Fairy tales have enabled children to confront some of the darkest parts of humanity through stories with a clear moral or lesson to learn. Retellings of fairy tales often gloss over the violence and gore present in the original versions of the tales, and we forget that some of these tales sprang from dark parts of history. Bluebeard, recaptured by Metaphrog, balances the darkness of the story with the light of a new moral.
The basic premise of Bluebeard begins with a rich, mysterious man who marries a poor, beautiful young woman. Early in the marriage, he tells her he has business to attend to. He leaves her with keys to every room in his castle, but points out one key she must never use, lest she bring about his wrath. Of course the wife uses the key. She opens the door and finds bodies of previous wives, and her husband returns that night. He is about to add her to the body count when she is saved by her brothers, who kill him.

- _Tasks and exercises_
A. In the passage on Bluebeard, who saves the wife from her husband?
B. Write out the passage on Bluebeard starting with "Fairy tales have" and going on through "a new moral.".

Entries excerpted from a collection
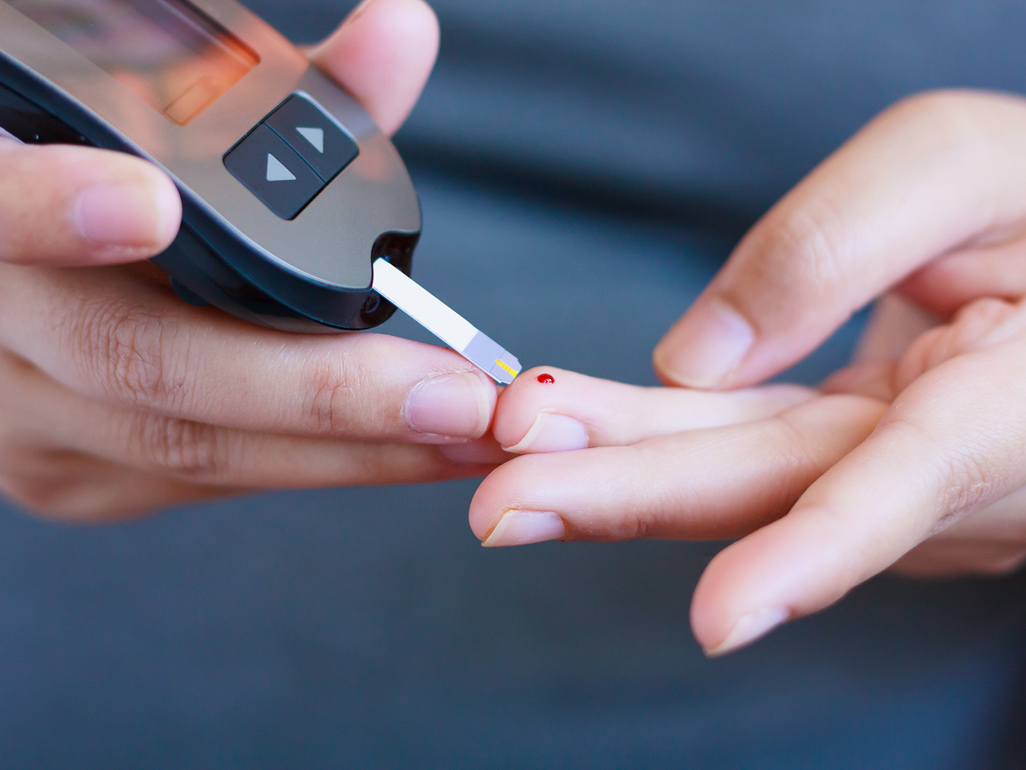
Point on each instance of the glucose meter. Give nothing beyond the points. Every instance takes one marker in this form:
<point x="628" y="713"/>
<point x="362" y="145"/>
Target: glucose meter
<point x="299" y="214"/>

- _Answers to the exercise_
A. Her brothers save her, and they kill him.

B.
Fairy tales have enabled children to confront some of the darkest parts of humanity through stories with a clear moral or lesson to learn. Retellings of fairy tales often gloss over the violence and gore present in the original versions of the tales, and we forget that some of these tales sprang from dark parts of history. Bluebeard, recaptured by Metaphrog, balances the darkness of the story with the light of a new moral.